REQUIRED WORK: Count how many lines of the records contain the string "container", treating uppercase and lowercase letters as different, and give only that number.

(Records from a collection)
────────

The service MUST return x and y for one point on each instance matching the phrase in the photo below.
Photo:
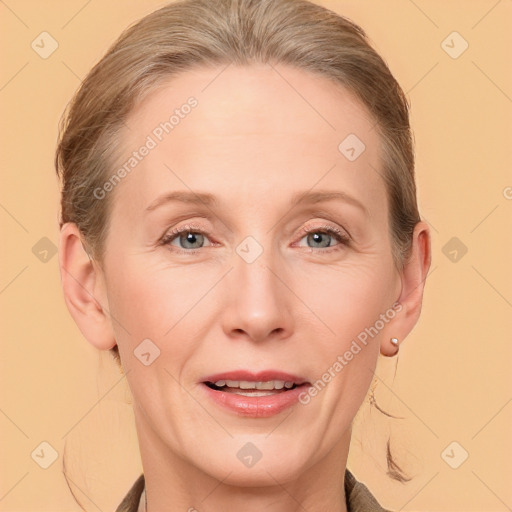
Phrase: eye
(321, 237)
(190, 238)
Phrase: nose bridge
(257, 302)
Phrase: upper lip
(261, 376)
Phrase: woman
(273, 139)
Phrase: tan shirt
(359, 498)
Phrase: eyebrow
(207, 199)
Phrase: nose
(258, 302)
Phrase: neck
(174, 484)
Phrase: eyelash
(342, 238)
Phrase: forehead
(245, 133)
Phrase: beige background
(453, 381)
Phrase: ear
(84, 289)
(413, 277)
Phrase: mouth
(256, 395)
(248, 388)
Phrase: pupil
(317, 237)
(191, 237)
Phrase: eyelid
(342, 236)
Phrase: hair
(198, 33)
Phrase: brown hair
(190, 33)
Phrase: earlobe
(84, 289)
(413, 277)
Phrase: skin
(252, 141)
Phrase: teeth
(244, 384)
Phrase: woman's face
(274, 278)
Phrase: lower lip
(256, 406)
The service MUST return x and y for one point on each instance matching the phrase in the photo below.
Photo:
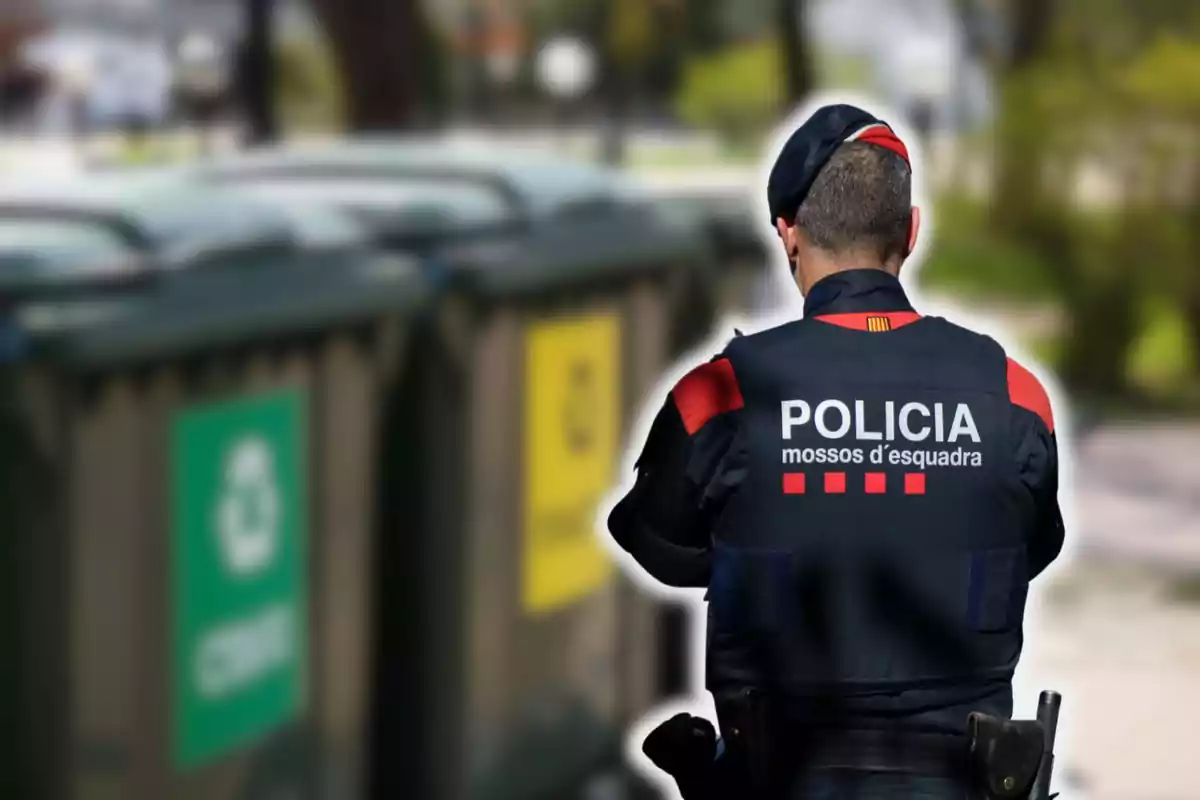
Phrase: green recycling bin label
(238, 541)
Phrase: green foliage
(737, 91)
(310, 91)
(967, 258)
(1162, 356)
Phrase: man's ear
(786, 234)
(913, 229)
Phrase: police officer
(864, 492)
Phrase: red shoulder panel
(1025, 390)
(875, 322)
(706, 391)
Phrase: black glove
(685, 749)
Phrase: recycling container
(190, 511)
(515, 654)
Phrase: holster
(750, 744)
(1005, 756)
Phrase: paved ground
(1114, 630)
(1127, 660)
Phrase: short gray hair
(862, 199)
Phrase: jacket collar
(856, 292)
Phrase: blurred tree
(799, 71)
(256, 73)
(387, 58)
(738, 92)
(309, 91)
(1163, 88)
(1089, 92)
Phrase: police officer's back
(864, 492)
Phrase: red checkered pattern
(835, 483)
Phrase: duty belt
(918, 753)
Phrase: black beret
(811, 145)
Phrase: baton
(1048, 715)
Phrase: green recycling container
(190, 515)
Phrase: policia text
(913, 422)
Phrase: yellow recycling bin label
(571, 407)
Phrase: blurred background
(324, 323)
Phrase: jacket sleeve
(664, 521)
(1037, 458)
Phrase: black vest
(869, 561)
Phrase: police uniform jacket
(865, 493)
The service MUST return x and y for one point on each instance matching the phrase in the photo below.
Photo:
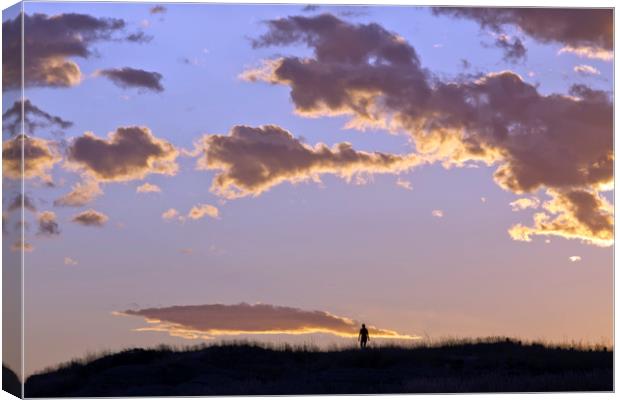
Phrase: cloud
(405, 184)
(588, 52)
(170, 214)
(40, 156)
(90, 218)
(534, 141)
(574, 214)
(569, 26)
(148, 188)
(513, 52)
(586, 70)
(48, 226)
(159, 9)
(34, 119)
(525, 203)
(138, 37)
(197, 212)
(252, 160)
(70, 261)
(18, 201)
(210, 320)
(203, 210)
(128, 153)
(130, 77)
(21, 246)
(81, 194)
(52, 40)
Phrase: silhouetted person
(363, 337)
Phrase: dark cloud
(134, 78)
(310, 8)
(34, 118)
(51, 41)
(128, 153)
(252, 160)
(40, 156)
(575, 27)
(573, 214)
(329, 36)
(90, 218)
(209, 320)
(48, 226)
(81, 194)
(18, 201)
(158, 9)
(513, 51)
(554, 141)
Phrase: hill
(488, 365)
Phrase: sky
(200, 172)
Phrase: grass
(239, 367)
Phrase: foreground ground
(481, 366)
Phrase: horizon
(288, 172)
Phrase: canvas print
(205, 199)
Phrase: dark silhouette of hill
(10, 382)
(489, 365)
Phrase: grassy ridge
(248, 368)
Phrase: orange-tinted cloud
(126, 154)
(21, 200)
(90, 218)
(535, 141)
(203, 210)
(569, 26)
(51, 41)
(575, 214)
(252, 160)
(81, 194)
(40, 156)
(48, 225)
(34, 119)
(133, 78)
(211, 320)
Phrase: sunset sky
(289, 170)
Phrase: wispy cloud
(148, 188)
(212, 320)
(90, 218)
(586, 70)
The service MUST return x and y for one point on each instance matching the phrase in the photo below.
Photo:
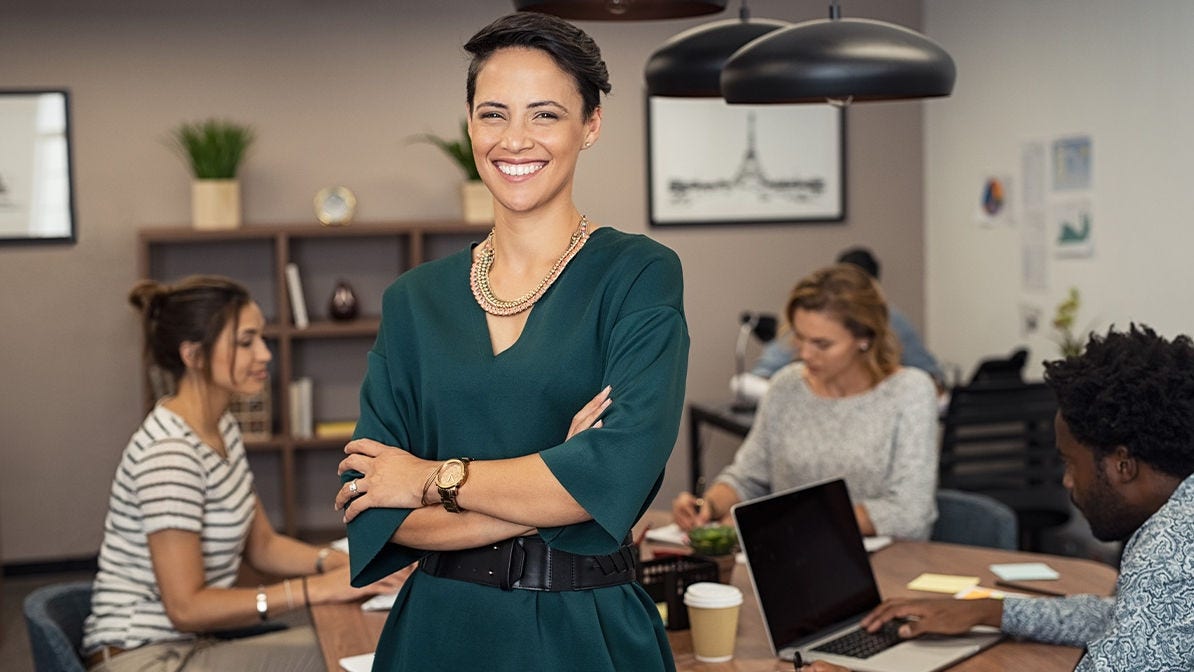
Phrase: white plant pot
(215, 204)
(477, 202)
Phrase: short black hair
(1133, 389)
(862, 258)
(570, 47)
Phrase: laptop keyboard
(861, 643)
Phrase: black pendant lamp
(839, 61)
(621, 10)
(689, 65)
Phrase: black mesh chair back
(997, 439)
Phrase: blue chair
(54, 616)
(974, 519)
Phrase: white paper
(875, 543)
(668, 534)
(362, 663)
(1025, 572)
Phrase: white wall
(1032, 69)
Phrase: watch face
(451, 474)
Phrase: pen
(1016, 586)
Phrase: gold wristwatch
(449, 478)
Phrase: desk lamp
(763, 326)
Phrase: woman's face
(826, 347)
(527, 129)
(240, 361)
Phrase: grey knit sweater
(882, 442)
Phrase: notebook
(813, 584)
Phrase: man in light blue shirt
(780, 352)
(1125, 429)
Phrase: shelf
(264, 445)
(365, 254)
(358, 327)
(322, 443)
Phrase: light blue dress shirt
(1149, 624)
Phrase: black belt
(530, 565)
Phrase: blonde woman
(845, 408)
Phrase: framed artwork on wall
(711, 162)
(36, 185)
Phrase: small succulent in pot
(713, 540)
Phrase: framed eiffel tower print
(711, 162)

────────

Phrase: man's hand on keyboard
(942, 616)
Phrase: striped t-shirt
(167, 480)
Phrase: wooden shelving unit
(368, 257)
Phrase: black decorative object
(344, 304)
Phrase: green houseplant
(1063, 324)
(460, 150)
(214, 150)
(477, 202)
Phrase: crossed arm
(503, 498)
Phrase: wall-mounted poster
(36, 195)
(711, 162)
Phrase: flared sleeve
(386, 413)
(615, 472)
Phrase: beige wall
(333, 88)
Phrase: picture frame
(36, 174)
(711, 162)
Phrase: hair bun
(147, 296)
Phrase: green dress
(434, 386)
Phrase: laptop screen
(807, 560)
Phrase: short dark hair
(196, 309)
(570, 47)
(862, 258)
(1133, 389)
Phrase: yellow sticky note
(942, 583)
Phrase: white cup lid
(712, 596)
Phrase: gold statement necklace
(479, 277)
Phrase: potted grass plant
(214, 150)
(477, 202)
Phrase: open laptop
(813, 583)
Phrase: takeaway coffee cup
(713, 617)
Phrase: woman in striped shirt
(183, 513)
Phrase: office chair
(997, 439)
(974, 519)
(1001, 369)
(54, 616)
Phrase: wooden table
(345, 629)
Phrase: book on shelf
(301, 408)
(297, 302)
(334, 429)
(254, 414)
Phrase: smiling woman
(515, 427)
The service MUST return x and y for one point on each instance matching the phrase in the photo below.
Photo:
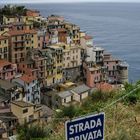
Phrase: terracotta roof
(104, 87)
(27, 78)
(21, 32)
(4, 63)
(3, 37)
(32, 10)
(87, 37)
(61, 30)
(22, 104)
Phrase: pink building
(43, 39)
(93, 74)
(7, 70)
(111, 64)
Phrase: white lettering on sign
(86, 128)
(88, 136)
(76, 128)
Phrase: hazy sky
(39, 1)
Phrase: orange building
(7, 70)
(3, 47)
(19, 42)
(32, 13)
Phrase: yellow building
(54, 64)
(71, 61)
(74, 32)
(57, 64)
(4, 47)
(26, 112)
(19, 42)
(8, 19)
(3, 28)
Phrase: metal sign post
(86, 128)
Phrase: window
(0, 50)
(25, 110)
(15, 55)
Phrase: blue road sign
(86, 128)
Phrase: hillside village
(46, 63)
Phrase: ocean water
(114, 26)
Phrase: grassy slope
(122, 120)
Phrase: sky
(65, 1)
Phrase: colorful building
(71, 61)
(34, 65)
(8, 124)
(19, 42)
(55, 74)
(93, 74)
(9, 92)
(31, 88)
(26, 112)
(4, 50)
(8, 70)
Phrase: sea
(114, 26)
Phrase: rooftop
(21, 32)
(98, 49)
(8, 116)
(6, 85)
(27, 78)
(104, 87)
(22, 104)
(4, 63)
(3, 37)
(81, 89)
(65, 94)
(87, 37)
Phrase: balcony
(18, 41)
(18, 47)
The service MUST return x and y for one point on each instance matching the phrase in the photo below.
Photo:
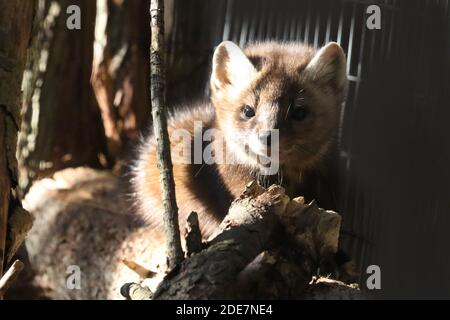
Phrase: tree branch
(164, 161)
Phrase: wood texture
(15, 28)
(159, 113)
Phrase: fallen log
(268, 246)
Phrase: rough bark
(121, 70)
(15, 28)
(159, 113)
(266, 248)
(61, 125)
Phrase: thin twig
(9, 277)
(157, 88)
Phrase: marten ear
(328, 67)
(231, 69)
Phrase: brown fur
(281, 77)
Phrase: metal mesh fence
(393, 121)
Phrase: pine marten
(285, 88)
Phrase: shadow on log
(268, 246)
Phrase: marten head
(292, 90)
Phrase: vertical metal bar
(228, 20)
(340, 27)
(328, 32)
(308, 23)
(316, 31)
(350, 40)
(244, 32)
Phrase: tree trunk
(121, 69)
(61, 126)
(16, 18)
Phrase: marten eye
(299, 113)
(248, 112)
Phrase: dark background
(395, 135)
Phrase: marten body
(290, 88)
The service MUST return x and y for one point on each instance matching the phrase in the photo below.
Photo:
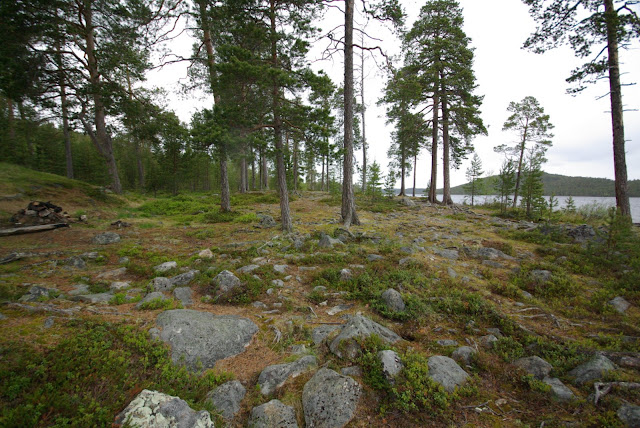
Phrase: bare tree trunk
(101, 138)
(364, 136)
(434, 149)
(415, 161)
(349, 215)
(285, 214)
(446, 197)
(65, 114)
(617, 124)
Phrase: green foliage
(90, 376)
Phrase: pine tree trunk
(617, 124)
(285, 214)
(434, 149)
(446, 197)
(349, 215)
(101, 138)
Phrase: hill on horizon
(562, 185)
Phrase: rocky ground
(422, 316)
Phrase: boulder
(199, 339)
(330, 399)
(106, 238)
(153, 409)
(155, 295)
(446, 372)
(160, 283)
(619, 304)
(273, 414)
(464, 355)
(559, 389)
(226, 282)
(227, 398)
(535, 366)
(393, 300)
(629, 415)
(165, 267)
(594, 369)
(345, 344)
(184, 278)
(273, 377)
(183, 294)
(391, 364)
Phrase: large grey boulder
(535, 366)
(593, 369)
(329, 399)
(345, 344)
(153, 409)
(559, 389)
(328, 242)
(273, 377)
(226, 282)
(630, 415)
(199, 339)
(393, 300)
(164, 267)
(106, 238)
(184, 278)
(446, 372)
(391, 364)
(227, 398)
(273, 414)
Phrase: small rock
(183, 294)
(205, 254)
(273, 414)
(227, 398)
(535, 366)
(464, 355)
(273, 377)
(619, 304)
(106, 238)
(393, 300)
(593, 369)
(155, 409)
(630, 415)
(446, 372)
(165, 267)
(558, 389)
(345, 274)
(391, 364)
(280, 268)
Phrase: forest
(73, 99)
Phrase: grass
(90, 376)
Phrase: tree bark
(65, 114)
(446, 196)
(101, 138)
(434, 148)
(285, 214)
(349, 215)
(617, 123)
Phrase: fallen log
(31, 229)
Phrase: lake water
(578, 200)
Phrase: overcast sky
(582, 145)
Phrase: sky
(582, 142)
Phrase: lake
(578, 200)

────────

TASK RESULT: 2